__SET EXERCISE__:
Reproduce every one of the entries below verbatim, keeping each line unchanged and in its original order.

(Point annotation dataset entries)
--- Start ---

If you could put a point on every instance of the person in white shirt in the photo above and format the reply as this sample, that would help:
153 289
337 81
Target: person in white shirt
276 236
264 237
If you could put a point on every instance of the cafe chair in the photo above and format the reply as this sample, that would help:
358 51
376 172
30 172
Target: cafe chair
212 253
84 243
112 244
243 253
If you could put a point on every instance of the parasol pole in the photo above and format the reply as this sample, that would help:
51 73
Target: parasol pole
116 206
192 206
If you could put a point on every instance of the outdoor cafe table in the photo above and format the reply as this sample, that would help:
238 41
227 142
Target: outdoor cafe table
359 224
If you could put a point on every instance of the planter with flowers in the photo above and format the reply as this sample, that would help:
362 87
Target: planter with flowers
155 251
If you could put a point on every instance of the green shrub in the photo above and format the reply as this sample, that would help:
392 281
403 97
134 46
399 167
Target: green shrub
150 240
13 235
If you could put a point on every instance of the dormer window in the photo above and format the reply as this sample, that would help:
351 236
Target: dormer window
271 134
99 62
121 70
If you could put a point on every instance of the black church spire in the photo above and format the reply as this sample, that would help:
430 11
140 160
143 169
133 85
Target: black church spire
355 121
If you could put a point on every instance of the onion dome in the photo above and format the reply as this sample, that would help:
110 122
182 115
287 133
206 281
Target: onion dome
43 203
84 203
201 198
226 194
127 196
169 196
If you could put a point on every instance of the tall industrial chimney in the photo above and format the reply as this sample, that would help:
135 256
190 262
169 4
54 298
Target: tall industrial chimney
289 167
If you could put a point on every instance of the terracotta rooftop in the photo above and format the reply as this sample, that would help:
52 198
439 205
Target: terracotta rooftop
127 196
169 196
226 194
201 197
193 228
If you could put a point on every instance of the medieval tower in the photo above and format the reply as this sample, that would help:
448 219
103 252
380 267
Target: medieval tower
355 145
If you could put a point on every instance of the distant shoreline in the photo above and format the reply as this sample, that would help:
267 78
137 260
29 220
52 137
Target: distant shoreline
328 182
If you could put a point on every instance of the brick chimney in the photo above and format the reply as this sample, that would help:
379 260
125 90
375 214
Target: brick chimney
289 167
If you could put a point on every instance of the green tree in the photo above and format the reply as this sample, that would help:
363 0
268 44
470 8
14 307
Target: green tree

--- End ---

__WORKED SOLUTION__:
If you could put a point on every instance of the person in white shirt in the photo above and format the reply as this sample, that would help:
153 289
337 81
Target: person in white shirt
276 236
264 237
If you could put a point on every instance of the cafe chair in the photo above and format the reply as this sample, that would help:
358 51
376 172
30 172
Target: cafe chair
212 253
84 243
112 244
243 253
If you could put a point on every instance of the parasol pole in the photo above and format the reply as this sample, that would help:
51 73
Target: parasol pole
116 206
192 206
If you could put a point on every instance of the outdoor cafe table in the photo above and format the reply as this sample, that would help:
238 41
227 142
Target: outdoor cafe table
359 224
If you could put a point on every instance of the planter with flowers in the photo above and format the reply as this sample, that would help:
362 87
Target: planter with flowers
155 251
If you could put a point on every instance of the green shrub in the photo above and format the reply as this sample, that would help:
392 281
403 97
134 46
399 167
Target: green shrub
150 240
13 235
If you could put a point on every instance of the dormer window in the photo above and format the reply as this sample, that would help:
351 236
Target: dormer window
271 134
99 62
121 70
If you could put a point on every instance of the black church spire in the photo above and format the reply as this sample, that would help:
430 11
140 160
143 169
133 85
Target: black church spire
355 121
If you could put a point on every instance of the onion dome in the photo above and format the reply as this sample, that would help:
110 122
182 115
287 133
206 281
Target: onion dome
43 203
84 203
201 198
226 194
127 196
169 196
If you could put a point on every instance of the tall industrial chimney in the photo above and format the reply as this sample, that would help:
135 256
190 262
169 4
54 298
Target: tall industrial chimney
289 167
If you could put a point on every instance of the terracotta rooftop in the photo above and format the reply as this sample, that would help:
52 198
439 205
Target: terracotta rooftop
127 196
169 196
226 194
201 197
193 228
If you could put a point on every instance of the medieval tower in the photo above and format the reply as this sample, that would help:
448 219
103 252
380 267
Target: medieval tower
355 145
If you could put a point on every instance of the distant shoreline in the photo above and format the reply as this sample, that would help:
267 78
137 260
29 220
52 137
Target: distant shoreline
328 182
If you could put a point on every instance of the brick chimney in the photo above and format the reply as this sample, that would help:
379 260
125 90
375 214
Target: brick chimney
289 167
If you could put a point on every instance of the green tree in the photo above and format the reply as this sample, that would help:
363 0
268 44
470 8
14 307
Target: green tree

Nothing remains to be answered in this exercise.